>> start Text excerpt
Atmosphere–aquatic interactions

A new global model suggests that approximately 50% of total global wet HgII deposition may occur to tropical oceans within 30° northern and southern latitudes due to a high abundance of free tropospheric HgII reservoirs scavenged by precipitation in these regions (Horowitz et al. 2017). These important global hotspot regions for HgII deposition need to be confirmed by direct deposition measurements.

Air–sea exchange of Hg0 is critical to extending the lifetime of anthropogenic Hg in the atmosphere, terrestrial ecosystems, and the ocean (Strode et al. 2007; Soerensen et al. 2010). The magnitude of net Hg0 evasion from the ocean is approximately 2900 Mg/year (range 1900–4200 Mg/year) (Horowitz et al. 2017; Streets et al. 2017), compared to approximately 2000 Mg/year from primary anthropogenic emissions; thus, the ocean is considered the largest source of atmospheric Hg globally. There is, however, substantial uncertainty in the magnitude of air–sea exchange from different ocean regions. Simultaneous measurements of dissolved Hg0 in seawater and atmospheric concentrations are used to assess this source, with recent latitudinal gradients in both the Atlantic and Pacific Oceans showing distinct spikes in concentrations around the Intertropical Convergence Zone (ITCZ). These spikes are thought to result from deep convection and intense precipitation in these regions that increase atmospheric HgII deposition (Soerensen et al. 2014). Using high-frequency measurements of atmospheric and aquatic Hg0 concentrations, Soerensen et al. (2013) inferred that terrestrial DOC can inhibit HgII reduction and ambient Hg0 production in seawater. Lamborg et al. (2016) measured concentrations of Hg on settling organic particulate matter in the Atlantic Ocean and suggested that partitioning to particles may be up to 1000 times greater than assumed in some models. This would effectively lower the magnitude of the global evasion flux of Hg0 from the ocean because scavenging of Hg from surface waters would reduce the pool of HgII available for reduction and conversion to Hg0.

Terrestrial–aquatic interactions

In watersheds of the Americas, with historic Hg and precious metal mining, runoff from contaminated sites dominates aquatic Hg loads and is substantial (44 Mg/year) (Kocman et al. 2017). In contrast, in developed regions, including Europe and North America, catchment inputs and atmospheric deposition are generally the primary Hg sources, with background terrestrial environments accounting for approximately 230 Mg/year (170–300 Mg) of riverine loads. Hydrology and DOC mobility are the major controls on delivery of catchment Hg to aquatic ecosystems, with episodic high-flow periods from storms and/or snowmelt often representing the majority of annual catchment inputs (St. Louis et al. 2016).
>> end Text excerpt
>> start Information supplied
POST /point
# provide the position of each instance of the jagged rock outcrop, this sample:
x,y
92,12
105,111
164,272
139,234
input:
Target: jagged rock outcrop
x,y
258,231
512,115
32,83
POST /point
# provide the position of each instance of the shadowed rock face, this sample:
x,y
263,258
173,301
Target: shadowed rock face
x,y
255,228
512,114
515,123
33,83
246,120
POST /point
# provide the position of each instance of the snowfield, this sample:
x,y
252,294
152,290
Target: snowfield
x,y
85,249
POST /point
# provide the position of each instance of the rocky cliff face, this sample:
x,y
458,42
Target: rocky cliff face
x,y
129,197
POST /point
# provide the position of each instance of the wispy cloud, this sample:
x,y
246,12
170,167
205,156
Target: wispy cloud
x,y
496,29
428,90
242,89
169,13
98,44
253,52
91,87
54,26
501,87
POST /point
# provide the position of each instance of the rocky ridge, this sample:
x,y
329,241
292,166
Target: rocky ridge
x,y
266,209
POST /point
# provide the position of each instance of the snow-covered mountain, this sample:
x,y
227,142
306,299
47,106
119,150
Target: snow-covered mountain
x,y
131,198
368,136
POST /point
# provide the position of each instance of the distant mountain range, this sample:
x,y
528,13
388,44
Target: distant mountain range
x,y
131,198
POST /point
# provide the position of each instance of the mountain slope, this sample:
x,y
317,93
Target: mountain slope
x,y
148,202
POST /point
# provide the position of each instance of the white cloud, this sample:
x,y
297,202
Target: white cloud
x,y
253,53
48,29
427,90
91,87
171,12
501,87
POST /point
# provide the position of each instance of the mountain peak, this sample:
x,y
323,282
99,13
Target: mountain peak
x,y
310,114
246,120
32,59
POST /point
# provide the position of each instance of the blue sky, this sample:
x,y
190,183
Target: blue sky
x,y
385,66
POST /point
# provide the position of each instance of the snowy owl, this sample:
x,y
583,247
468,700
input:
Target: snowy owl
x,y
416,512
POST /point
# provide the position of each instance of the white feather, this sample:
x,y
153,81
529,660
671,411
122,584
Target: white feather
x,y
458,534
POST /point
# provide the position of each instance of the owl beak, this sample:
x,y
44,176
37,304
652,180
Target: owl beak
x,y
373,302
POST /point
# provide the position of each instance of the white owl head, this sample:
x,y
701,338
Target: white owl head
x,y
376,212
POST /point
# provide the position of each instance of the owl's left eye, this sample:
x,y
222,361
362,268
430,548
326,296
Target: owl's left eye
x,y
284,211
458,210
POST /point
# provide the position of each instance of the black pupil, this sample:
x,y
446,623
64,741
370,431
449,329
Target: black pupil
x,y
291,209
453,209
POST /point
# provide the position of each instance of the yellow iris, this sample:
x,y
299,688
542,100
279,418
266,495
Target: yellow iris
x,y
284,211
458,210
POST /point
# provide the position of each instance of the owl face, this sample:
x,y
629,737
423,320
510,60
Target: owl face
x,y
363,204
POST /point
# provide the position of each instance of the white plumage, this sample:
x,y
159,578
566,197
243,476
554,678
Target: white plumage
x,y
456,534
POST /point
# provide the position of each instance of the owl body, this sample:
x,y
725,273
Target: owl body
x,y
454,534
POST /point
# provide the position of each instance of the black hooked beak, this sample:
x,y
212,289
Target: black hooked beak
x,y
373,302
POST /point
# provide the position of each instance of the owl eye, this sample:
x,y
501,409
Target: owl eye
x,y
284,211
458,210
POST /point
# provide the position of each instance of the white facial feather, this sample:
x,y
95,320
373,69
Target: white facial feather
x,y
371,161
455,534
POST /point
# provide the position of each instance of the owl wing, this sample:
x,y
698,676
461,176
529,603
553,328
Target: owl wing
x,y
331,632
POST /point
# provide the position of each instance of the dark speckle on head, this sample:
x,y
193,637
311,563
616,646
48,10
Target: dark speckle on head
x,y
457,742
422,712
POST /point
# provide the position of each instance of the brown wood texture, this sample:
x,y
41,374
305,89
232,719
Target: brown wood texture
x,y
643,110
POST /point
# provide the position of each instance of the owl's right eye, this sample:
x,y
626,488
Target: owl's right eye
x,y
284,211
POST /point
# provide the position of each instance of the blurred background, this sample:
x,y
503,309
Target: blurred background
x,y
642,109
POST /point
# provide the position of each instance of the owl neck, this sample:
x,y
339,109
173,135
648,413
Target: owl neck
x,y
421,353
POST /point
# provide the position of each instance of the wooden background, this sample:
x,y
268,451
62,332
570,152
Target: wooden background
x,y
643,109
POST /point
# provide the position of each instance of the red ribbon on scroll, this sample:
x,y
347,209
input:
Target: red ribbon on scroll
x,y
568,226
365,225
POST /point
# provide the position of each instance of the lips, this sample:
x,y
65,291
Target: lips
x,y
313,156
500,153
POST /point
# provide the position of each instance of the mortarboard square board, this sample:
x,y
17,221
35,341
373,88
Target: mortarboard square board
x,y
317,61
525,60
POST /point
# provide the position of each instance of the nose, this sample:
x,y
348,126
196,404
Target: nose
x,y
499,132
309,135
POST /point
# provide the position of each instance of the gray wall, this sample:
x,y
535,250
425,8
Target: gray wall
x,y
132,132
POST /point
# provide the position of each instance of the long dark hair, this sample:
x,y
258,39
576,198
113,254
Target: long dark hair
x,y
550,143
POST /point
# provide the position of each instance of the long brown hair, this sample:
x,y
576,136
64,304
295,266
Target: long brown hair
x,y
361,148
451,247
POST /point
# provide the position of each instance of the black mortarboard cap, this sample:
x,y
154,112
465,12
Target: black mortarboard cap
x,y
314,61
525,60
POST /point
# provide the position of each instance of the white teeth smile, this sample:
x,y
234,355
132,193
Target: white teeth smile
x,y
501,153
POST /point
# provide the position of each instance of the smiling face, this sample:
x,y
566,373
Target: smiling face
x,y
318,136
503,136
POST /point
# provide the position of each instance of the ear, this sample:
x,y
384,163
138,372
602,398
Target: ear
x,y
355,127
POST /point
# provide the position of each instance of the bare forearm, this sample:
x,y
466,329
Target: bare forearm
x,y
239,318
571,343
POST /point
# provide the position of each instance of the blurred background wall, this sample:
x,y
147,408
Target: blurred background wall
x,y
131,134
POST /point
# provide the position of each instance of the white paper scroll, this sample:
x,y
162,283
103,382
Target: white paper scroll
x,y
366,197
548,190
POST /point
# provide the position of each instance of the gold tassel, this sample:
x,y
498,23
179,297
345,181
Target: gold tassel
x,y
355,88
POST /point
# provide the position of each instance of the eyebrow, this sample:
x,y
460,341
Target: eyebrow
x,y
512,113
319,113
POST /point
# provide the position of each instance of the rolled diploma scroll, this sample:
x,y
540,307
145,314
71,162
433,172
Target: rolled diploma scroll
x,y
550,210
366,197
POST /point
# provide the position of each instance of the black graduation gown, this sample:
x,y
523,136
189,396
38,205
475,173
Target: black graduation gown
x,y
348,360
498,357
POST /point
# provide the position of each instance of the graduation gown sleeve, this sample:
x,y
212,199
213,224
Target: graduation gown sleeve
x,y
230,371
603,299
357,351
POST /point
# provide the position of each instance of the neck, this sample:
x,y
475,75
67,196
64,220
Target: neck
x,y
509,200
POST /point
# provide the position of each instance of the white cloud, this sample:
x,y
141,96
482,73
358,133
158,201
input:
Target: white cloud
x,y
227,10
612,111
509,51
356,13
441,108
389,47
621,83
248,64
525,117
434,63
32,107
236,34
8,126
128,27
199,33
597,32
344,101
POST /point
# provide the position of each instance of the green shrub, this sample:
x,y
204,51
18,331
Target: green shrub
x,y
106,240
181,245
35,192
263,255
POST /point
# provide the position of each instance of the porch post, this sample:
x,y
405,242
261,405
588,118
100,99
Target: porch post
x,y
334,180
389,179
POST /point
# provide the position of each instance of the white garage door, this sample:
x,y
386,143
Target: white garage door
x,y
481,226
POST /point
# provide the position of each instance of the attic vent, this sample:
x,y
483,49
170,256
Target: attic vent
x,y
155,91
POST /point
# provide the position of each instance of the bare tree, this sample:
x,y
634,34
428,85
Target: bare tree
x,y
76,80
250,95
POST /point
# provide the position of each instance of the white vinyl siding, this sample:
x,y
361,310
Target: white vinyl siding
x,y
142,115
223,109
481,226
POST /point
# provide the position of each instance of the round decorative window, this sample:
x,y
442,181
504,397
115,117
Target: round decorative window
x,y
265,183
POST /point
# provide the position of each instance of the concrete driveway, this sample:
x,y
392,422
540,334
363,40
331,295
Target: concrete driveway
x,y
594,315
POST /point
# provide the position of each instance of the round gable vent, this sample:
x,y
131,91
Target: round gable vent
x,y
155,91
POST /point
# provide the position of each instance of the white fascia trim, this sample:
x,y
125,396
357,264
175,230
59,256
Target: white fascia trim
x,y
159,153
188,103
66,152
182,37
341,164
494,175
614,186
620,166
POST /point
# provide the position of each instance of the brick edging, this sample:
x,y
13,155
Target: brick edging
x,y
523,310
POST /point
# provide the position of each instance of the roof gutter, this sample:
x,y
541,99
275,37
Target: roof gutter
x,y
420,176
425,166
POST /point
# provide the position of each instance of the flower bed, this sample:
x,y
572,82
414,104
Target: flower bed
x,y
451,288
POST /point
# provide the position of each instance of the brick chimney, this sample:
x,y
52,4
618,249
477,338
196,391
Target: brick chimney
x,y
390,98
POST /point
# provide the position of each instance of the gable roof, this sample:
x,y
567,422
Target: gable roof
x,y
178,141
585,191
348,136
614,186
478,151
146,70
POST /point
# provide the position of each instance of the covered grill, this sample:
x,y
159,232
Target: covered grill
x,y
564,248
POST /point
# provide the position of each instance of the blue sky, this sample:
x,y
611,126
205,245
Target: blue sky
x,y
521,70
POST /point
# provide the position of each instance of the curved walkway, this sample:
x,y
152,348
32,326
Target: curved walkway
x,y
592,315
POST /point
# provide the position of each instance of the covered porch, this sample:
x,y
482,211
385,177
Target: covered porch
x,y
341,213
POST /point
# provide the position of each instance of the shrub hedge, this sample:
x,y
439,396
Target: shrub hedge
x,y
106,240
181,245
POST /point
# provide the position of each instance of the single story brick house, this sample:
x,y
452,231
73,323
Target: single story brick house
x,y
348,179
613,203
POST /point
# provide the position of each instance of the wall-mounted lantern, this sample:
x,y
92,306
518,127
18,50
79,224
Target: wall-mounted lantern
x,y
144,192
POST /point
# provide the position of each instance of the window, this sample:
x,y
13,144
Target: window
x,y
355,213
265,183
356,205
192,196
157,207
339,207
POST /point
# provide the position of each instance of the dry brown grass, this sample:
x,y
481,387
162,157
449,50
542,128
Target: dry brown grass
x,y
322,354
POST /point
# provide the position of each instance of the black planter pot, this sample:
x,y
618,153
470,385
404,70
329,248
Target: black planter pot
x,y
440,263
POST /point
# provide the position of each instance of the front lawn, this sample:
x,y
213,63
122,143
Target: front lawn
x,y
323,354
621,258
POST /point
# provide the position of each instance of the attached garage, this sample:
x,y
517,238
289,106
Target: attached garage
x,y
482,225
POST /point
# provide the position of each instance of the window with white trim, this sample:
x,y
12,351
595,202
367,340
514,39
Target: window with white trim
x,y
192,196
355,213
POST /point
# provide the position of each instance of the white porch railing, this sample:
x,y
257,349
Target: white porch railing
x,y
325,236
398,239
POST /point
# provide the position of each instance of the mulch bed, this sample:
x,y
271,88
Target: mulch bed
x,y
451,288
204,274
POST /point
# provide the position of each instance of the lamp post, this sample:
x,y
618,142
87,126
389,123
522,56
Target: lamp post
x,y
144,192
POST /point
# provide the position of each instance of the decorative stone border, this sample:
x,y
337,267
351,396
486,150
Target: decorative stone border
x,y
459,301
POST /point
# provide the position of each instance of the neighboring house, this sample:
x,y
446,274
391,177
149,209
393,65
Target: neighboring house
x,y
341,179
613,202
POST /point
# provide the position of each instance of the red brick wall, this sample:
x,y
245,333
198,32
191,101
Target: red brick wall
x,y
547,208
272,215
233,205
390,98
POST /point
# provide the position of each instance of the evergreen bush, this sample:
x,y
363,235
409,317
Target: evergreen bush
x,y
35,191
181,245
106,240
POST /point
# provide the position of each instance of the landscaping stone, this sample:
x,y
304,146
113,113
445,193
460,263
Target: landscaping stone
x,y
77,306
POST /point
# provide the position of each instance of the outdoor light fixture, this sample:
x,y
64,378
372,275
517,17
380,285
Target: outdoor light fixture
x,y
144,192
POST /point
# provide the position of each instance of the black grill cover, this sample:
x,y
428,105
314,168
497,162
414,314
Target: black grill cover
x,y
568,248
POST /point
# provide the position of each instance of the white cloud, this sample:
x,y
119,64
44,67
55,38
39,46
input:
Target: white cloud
>> end Information supplied
> To do:
#1 According to the mercury text, about how much Hg0 does the ocean evade into the atmosphere each year?
#2 Return the stretch of the mercury text that starts at the words "In watersheds of" and ends after "et al. 2016).", copied word for word.

> Solutions in order:
#1 About 2900 Mg/year, with a range of 1900–4200 Mg/year.

#2
In watersheds of the Americas, with historic Hg and precious metal mining, runoff from contaminated sites dominates aquatic Hg loads and is substantial (44 Mg/year) (Kocman et al. 2017). In contrast, in developed regions, including Europe and North America, catchment inputs and atmospheric deposition are generally the primary Hg sources, with background terrestrial environments accounting for approximately 230 Mg/year (170–300 Mg) of riverine loads. Hydrology and DOC mobility are the major controls on delivery of catchment Hg to aquatic ecosystems, with episodic high-flow periods from storms and/or snowmelt often representing the majority of annual catchment inputs (St. Louis et al. 2016).